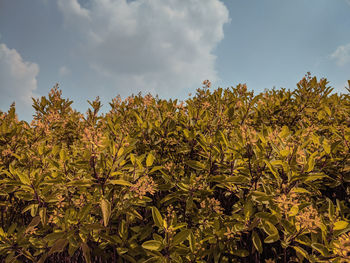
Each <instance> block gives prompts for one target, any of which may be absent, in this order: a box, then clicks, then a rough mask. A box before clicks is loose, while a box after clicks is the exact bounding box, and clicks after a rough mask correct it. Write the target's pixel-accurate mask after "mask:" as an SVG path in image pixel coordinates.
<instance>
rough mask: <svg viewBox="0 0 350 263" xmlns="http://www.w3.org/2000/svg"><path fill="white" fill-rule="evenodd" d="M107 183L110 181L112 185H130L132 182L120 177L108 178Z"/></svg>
mask: <svg viewBox="0 0 350 263" xmlns="http://www.w3.org/2000/svg"><path fill="white" fill-rule="evenodd" d="M109 183H111V184H113V185H123V186H132V183H130V182H128V181H125V180H122V179H118V180H110V181H109Z"/></svg>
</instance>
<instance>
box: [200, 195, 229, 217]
mask: <svg viewBox="0 0 350 263" xmlns="http://www.w3.org/2000/svg"><path fill="white" fill-rule="evenodd" d="M200 205H201V208H208V209H210V210H212V211H214V212H215V213H217V214H222V213H223V211H224V209H223V208H222V207H221V206H220V201H219V200H216V199H215V198H209V197H207V199H205V200H203V201H202V202H201V204H200Z"/></svg>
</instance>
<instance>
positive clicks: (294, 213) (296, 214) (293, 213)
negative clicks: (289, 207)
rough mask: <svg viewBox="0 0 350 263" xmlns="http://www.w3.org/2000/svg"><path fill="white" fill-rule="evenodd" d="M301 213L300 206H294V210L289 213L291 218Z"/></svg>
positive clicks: (290, 210)
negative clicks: (300, 212) (299, 213)
mask: <svg viewBox="0 0 350 263" xmlns="http://www.w3.org/2000/svg"><path fill="white" fill-rule="evenodd" d="M298 212H299V207H298V205H293V206H292V208H291V209H290V211H289V214H288V215H289V216H296V215H297V214H298Z"/></svg>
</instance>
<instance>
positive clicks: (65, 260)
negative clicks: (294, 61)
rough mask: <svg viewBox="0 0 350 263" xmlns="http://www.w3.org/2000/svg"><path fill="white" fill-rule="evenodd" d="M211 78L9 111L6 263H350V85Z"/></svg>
mask: <svg viewBox="0 0 350 263" xmlns="http://www.w3.org/2000/svg"><path fill="white" fill-rule="evenodd" d="M203 84H204V87H203V88H201V89H198V90H197V93H196V95H195V96H194V97H192V98H190V99H187V100H186V101H185V103H178V101H177V100H162V99H159V98H158V97H155V98H154V97H152V96H151V95H146V96H144V97H143V96H141V95H140V94H139V95H137V96H134V95H133V96H130V97H128V98H127V99H126V100H124V101H122V100H121V99H120V98H119V97H117V98H115V99H113V101H112V103H110V106H111V110H110V112H109V113H107V114H100V113H99V110H100V108H101V103H100V101H99V99H98V98H97V99H96V100H95V101H92V102H89V103H90V105H91V108H90V109H89V110H88V111H87V113H86V114H85V115H82V114H80V113H79V112H77V111H74V110H72V108H71V104H72V101H69V100H66V99H63V98H62V94H61V91H60V90H59V89H58V88H57V87H55V88H54V89H52V90H51V92H50V94H49V96H48V98H46V97H42V98H41V99H37V100H33V107H34V108H35V111H36V113H35V116H34V119H33V121H32V122H31V124H28V123H26V122H24V121H18V120H17V117H16V113H15V106H14V105H13V106H11V108H10V110H9V111H8V112H7V113H4V112H0V153H1V155H0V209H1V214H0V223H1V225H0V226H1V228H0V258H1V260H2V261H4V262H32V261H33V262H37V261H39V262H84V261H86V262H270V263H271V262H302V261H304V262H350V225H349V221H350V206H349V203H350V198H349V197H350V159H349V157H350V128H349V126H350V96H349V94H341V95H338V94H331V92H332V88H330V87H327V85H328V83H327V81H326V80H325V79H321V80H320V81H317V79H316V78H315V77H311V76H310V75H307V76H306V77H305V78H304V79H302V80H301V81H300V82H299V83H298V84H297V88H296V89H295V90H294V91H290V90H288V91H287V90H285V89H280V90H275V89H273V90H270V91H265V92H263V93H261V94H259V95H256V96H255V95H254V93H253V92H248V91H247V87H246V86H245V85H238V86H237V87H235V88H230V89H225V90H224V89H221V88H219V89H216V90H214V91H212V92H211V91H210V89H209V88H210V82H209V81H205V82H204V83H203ZM349 84H350V81H349ZM349 91H350V90H349Z"/></svg>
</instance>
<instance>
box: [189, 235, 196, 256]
mask: <svg viewBox="0 0 350 263" xmlns="http://www.w3.org/2000/svg"><path fill="white" fill-rule="evenodd" d="M188 241H189V243H190V249H191V252H192V253H193V252H194V251H195V249H196V240H195V238H194V235H193V232H192V231H191V233H190V235H189V238H188Z"/></svg>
───
• [What to work on] List every line in the rows above that contains the string "positive", treating uppercase and lowercase as different.

• [Solution to the exercise]
positive clicks: (294, 213) (296, 214) (293, 213)
positive clicks: (290, 210)
positive clicks: (65, 260)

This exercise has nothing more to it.